◆ TASK INSTRUCTIONS: Find how many lines below hold "rough", then state that number by itself.

Collected data entries
- - - - -

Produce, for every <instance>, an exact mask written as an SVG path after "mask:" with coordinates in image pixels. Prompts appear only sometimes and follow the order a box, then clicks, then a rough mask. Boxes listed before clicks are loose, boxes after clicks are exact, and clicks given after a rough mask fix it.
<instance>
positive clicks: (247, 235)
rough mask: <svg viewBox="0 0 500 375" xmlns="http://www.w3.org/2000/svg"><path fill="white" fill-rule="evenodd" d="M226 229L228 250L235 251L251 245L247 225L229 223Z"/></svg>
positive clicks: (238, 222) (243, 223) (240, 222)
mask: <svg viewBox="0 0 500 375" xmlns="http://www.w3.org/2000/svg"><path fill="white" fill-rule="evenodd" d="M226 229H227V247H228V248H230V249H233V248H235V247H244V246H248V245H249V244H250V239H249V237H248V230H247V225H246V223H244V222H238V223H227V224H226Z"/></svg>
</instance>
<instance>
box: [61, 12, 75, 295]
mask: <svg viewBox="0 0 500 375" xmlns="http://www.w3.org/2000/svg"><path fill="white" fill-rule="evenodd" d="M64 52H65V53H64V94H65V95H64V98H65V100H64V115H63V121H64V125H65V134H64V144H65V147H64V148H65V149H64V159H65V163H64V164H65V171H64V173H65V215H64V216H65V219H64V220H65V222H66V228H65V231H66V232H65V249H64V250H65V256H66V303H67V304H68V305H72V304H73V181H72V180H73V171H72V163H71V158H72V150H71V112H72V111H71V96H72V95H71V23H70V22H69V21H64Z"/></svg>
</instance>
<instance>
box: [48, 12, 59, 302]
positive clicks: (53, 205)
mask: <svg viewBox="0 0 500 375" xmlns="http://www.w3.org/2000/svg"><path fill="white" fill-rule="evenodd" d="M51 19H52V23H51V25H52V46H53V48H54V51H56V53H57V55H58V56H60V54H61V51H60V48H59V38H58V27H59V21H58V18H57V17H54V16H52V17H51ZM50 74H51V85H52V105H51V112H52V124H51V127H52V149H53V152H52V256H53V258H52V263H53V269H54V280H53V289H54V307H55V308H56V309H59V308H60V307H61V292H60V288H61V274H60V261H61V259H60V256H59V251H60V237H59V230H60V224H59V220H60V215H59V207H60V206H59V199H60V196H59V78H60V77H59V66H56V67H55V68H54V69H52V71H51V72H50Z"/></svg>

- - - - -

◆ ANSWER TO THE EXERCISE: 2